[Records of position annotations]
-=-=-
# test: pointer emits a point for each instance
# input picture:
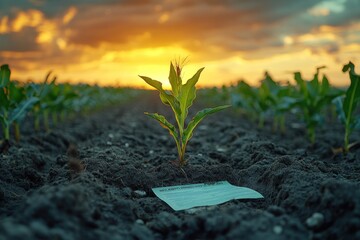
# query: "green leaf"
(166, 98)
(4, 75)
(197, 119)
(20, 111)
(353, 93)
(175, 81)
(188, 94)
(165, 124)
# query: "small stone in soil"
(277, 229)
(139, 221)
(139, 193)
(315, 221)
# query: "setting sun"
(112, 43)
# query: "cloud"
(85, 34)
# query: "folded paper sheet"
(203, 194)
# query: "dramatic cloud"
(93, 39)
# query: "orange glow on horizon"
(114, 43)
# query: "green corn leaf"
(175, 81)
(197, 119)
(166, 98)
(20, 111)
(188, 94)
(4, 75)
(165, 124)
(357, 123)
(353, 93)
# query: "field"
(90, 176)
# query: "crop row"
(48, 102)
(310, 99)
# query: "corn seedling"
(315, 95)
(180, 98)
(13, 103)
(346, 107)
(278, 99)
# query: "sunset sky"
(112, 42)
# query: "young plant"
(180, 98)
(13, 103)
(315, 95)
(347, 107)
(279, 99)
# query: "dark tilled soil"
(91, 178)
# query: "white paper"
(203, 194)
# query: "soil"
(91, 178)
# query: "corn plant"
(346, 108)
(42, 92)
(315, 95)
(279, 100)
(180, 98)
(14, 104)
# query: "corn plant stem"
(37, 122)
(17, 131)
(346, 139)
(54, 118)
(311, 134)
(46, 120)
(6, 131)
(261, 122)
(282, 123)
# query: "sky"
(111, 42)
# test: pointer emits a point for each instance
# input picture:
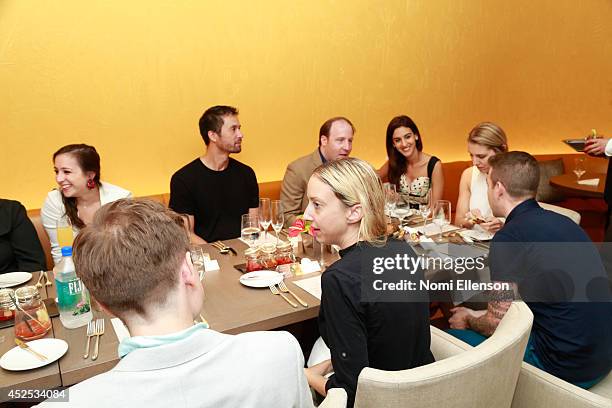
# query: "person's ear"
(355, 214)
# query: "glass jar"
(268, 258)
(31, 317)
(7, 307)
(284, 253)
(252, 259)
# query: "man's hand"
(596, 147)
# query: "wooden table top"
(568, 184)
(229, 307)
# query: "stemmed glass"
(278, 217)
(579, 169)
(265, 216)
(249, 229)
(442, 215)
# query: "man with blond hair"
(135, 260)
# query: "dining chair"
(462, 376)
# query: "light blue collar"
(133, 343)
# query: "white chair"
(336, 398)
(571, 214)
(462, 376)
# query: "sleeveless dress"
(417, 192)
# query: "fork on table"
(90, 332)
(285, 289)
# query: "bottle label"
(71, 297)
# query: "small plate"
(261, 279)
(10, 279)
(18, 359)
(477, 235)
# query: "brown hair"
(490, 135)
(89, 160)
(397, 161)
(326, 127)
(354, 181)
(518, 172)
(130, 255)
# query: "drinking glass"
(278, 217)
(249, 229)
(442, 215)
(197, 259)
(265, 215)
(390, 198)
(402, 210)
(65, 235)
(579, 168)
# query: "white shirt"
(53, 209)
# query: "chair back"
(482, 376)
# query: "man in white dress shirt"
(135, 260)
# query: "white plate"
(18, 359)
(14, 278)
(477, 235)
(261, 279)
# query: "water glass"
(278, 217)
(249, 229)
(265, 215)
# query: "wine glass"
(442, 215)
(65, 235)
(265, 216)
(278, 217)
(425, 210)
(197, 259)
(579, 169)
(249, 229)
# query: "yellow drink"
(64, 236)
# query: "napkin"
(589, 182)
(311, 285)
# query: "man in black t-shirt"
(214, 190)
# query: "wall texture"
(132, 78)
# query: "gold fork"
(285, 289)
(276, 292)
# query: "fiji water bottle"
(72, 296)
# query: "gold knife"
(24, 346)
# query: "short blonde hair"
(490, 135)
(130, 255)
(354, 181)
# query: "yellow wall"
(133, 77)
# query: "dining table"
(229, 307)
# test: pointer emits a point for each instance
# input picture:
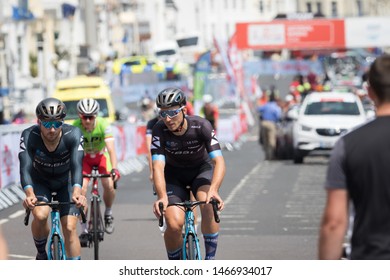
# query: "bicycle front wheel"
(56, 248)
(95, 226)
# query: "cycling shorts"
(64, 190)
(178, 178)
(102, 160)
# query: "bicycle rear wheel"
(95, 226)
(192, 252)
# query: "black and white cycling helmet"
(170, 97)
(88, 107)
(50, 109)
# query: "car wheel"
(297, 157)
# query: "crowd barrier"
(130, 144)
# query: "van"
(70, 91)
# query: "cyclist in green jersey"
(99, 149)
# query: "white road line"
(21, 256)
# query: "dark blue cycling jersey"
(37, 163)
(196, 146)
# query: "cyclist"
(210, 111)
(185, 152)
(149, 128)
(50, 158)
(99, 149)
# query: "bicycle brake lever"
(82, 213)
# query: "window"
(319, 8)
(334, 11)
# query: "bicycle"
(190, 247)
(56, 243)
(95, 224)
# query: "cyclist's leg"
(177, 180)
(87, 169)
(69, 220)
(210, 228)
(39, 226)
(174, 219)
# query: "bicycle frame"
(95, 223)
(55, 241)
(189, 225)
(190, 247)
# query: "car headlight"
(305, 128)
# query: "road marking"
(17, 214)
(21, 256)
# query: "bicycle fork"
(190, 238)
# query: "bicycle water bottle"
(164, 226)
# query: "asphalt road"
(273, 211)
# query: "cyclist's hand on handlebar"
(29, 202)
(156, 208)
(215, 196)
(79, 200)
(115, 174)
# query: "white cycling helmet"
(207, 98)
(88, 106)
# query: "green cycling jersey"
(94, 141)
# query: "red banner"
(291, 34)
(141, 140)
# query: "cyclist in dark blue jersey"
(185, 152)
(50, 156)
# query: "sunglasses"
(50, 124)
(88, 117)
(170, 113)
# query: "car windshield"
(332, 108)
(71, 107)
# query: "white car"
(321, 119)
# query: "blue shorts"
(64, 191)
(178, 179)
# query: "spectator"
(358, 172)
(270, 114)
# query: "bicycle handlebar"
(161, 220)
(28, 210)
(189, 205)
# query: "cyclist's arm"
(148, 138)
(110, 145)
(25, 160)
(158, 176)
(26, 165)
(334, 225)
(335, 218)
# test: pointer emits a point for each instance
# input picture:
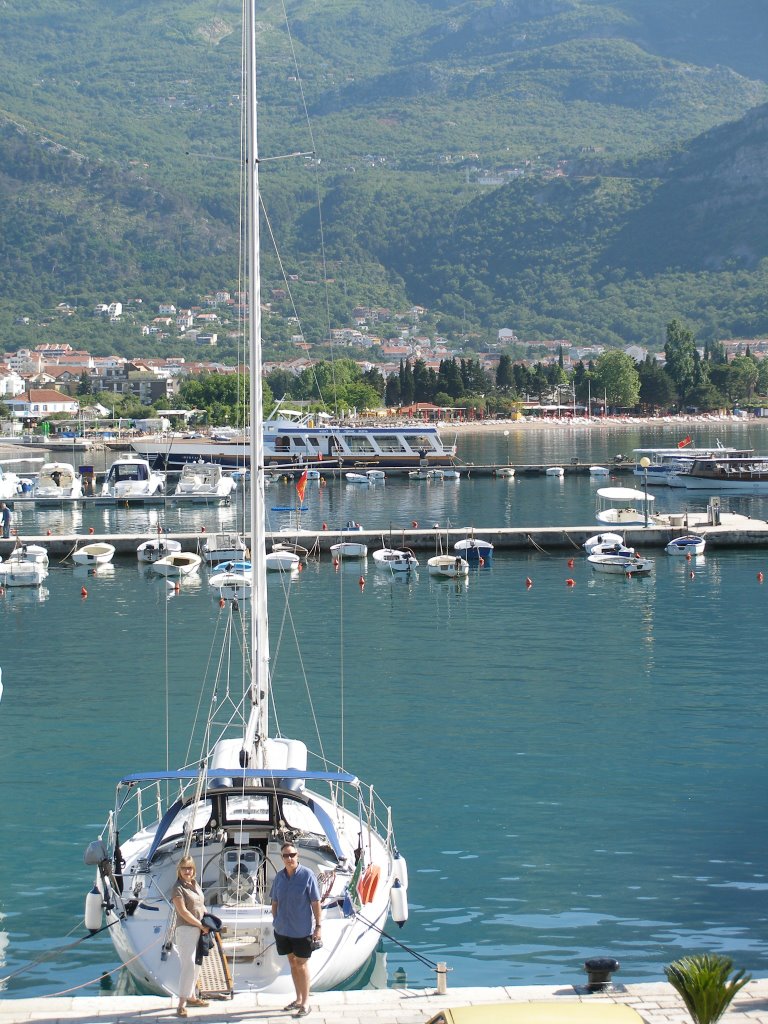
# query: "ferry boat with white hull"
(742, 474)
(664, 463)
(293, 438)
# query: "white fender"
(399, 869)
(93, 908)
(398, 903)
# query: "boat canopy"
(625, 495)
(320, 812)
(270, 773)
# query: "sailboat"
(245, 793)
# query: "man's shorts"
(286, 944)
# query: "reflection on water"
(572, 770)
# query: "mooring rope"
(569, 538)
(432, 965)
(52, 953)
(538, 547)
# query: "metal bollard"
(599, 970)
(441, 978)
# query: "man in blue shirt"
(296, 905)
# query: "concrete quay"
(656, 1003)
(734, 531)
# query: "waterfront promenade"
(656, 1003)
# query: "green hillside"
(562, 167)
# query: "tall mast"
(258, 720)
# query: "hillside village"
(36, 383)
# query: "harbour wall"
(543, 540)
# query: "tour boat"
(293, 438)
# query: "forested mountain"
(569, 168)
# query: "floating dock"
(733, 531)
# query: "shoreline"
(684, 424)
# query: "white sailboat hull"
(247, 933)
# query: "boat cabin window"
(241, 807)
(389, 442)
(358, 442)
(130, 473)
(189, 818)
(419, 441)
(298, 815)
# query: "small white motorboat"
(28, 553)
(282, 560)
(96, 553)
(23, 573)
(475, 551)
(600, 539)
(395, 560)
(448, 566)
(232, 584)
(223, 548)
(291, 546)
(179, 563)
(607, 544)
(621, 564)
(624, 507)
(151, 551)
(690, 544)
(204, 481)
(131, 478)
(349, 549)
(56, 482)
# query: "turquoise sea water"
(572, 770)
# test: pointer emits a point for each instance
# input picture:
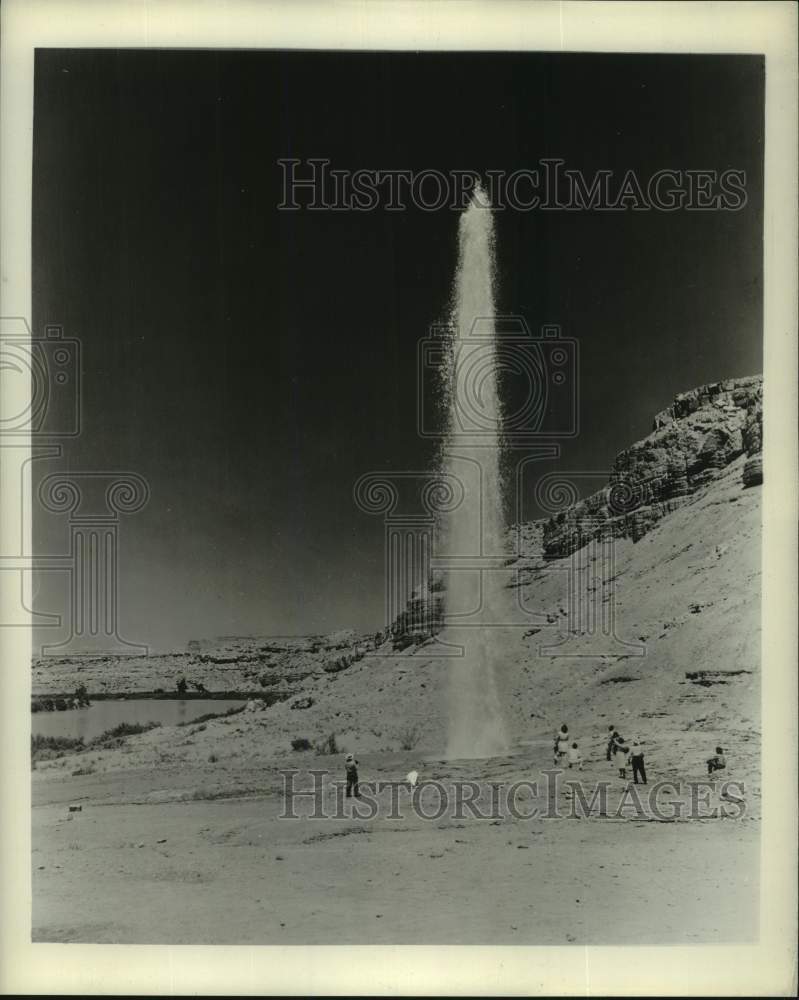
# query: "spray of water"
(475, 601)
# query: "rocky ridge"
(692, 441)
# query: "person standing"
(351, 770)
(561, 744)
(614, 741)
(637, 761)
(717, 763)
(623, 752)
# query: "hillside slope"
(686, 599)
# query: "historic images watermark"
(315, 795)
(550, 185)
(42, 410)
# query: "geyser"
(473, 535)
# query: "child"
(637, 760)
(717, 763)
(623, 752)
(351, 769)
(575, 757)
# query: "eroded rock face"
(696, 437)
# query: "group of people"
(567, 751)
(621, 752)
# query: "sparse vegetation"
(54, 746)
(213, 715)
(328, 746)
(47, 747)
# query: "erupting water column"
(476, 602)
-=-=-
#### Aim:
Pick out every line of the material that contains the string "corn", treating uppercase and lowercase as different.

#### Complete answer:
# query: "green corn leaf"
# query: "corn seedling"
# query: "corn plant"
# query: "corn plant stem"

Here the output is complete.